Bir halk deyimi vardır, 'sinek küçüktür ama mide bulandırır' diye. Bu deyim tam da PDK-S’liler için geçerli. PDK-S içinde de Îbrahîm Biro’nun Yekîtîsi için...
Kendisi günlük olarak Türkiye’de MİT merkezinde ya da Hewlêr’de Türk konsolosluğunda ama onun Qamişlo’daki temsilcisi Silêman Oso, çıkıp rahatlıkla halkı Özerk Demokratik yönetime karşı ayaklanmaya, gösteri yapmaya çağırabiliyor. Buna rağmen “efendim demokrasi yok” diye konuşabiliyorlar. Başka bir ülke ya da farklı bir yerde olsaydı, çoktan içeri tıkmışlardı onu. Hewlêr’e gidip, bırakalım halkı, onlara karşı eylem çağrısı yapmayı, tek bir eleştiri yapsa dahi, nerede nefes alacağını hepimiz göreceğiz.
Buradan yola çıkarak şunun söylenmesi gerekir: Demokrasi, kültürü olanlar içindir. Demokrasi kültürü olmayanlar demokrasiden anlamaz ve demokratik haklarını doğru kullanmazlar. Demokratik hak adına bozgunculuk, kışkırtıcılık, yıkıcılık yaparlar. Ki, bu demokratik bir hak değil, hukukla yönetilen tüm ülkelerde suçtur.
Bu tayfaya sorarsanız kendilerine KDP-S demezler. Onun yerine KDP’nin karıştırmak, kışkırtmak, kendisinin yerine masaya oturtmak için ihtiyaç duyduğu ENKS derler. Ama ENKS’nin ruhuna onlar fatiha okudu ve el birliği ile gömdüler. Ama şimdi yine kullanmak istiyorlar, o ayrı bir mesele.

++++++++++++++++++++

Görev 1: Metinden bir bölümü olduğu gibi alıntılayın: "Bir halk deyimi" sözlerinin geçtiği yerden başlayın, "Biro’nun Yekîtîsi için..." sözlerinden sonra durun.

Nesne işaretlemeye dair veri kümesi alıntıları:
++++++++++++++++++++

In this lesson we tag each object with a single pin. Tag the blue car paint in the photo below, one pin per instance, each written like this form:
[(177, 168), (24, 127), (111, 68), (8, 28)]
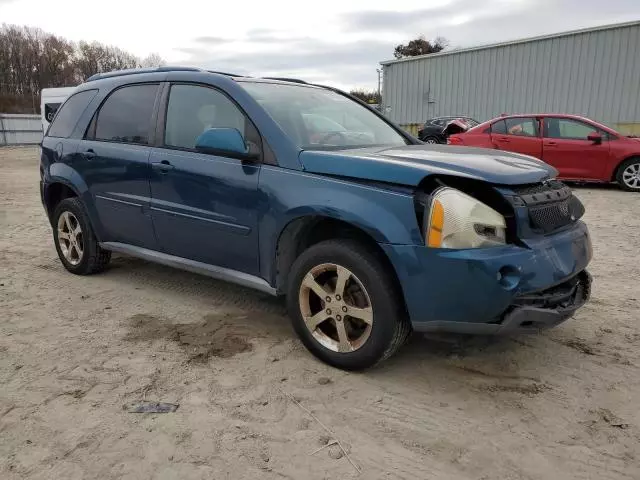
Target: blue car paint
[(216, 200), (238, 223), (468, 286), (409, 165)]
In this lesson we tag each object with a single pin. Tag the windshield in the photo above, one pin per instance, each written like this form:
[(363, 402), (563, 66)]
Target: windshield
[(315, 118)]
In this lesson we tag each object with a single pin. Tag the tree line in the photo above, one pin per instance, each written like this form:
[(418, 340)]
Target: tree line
[(31, 59), (413, 48)]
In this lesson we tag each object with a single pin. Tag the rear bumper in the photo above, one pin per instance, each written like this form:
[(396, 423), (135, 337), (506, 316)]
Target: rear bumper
[(495, 290)]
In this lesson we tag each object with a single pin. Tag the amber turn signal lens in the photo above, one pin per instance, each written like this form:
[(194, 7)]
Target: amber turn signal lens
[(434, 238)]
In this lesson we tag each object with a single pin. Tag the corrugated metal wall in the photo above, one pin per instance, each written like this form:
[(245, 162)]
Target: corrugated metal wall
[(591, 73), (20, 129)]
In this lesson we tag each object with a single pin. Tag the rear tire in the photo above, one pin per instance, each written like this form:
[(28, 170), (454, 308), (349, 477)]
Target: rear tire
[(628, 174), (361, 320), (76, 244)]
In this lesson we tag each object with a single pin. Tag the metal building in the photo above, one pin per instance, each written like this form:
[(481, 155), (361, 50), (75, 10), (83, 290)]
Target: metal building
[(593, 72), (17, 129)]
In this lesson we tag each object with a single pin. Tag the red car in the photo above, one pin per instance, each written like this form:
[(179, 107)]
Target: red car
[(579, 148)]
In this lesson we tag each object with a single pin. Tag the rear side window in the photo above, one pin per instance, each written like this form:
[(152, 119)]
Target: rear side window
[(522, 127), (69, 114), (499, 128), (126, 115), (569, 129)]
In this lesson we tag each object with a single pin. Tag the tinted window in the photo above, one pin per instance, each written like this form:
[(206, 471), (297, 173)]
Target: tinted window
[(569, 129), (289, 104), (499, 127), (126, 115), (193, 109), (523, 127), (67, 117)]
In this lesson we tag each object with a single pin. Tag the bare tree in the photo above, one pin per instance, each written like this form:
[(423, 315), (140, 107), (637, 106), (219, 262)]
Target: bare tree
[(31, 60), (420, 46)]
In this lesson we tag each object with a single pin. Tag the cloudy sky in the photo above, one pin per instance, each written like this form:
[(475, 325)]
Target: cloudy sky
[(338, 42)]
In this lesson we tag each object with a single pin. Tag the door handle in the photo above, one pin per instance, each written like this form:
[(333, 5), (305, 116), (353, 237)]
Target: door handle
[(164, 166)]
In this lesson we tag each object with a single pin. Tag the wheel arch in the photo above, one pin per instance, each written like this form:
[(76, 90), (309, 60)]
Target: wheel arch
[(56, 192), (614, 174)]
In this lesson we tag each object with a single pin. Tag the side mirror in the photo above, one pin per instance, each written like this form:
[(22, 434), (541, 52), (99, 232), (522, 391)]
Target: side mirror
[(226, 142), (596, 138)]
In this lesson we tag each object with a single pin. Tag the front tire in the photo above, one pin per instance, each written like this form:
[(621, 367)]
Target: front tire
[(628, 174), (76, 244), (345, 305)]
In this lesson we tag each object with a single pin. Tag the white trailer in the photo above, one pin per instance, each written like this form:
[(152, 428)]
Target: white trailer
[(50, 101)]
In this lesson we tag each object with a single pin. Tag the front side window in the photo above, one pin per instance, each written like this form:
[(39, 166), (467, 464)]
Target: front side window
[(126, 115), (569, 129), (67, 117), (192, 109), (317, 118)]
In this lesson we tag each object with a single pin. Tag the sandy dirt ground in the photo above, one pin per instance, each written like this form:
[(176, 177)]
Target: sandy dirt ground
[(74, 351)]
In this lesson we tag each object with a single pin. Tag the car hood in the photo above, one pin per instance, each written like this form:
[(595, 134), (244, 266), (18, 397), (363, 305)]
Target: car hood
[(408, 165)]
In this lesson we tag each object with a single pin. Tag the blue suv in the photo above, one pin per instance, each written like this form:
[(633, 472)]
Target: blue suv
[(302, 191)]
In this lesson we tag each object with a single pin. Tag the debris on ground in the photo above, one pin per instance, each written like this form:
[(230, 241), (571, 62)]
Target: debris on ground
[(150, 407)]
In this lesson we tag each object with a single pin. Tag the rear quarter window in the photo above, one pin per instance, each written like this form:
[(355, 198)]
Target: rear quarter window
[(68, 115)]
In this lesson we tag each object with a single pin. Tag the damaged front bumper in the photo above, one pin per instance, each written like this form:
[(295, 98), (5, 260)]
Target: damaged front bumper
[(529, 313), (495, 290)]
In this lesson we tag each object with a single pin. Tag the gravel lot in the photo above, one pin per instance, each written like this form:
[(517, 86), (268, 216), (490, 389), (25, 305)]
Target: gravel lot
[(75, 350)]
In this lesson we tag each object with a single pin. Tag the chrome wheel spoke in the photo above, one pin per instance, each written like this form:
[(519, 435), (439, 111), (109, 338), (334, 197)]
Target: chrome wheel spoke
[(70, 238), (364, 314), (314, 320), (67, 221), (344, 345), (339, 313), (315, 287), (341, 282)]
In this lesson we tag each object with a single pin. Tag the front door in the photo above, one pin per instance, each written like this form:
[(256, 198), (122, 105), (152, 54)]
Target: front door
[(115, 164), (568, 149), (517, 134), (204, 206)]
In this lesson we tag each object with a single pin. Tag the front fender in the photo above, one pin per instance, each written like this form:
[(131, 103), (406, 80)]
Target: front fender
[(387, 216)]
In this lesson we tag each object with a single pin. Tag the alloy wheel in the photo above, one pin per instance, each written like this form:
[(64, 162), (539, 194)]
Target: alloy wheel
[(70, 238), (336, 308)]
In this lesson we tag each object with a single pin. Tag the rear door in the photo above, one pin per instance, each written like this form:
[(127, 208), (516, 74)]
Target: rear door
[(517, 134), (567, 148), (116, 168)]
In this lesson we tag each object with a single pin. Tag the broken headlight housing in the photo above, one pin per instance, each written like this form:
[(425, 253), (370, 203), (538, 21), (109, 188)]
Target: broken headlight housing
[(457, 220)]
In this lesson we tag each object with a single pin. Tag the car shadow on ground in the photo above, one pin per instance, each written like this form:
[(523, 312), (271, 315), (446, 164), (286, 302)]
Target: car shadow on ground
[(183, 286)]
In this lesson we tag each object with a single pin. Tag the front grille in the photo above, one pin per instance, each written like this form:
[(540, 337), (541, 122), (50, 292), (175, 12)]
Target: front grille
[(555, 215), (551, 205)]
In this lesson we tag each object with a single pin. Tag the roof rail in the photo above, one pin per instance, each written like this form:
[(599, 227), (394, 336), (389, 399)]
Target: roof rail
[(134, 71), (285, 79), (225, 73)]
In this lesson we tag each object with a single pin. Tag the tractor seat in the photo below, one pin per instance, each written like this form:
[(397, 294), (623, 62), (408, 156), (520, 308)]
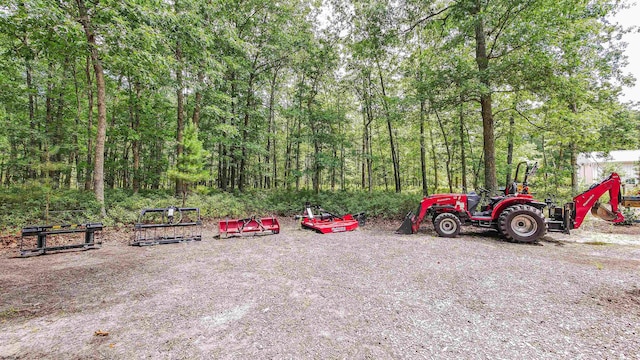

++++++++++++++++++++

Görev 2: Listede "the rear door" ifadesini içeren satırdan başlayın, "[(457, 220)]" ifadesini içeren satırdan sonra durun. Bu iki satır dahil aradaki satırları aynen yazdırın ve yalnızca bunları verin.

Son cevap 1:
Bir halk deyimi vardır, 'sinek küçüktür ama mide bulandırır' diye. Bu deyim tam da PDK-S’liler için geçerli. PDK-S içinde de Îbrahîm Biro’nun Yekîtîsi için...

Son cevap 2:
In this lesson we tag each object with a single pin. Tag the rear door in the photo above, one pin per instance, each written like this form:
[(127, 208), (516, 74)]
Target: rear door
[(517, 134), (567, 148), (116, 168)]
In this lesson we tag each object with a single pin. Tag the broken headlight housing in the photo above, one pin per instance, each written like this form:
[(425, 253), (370, 203), (538, 21), (109, 188)]
Target: broken headlight housing
[(457, 220)]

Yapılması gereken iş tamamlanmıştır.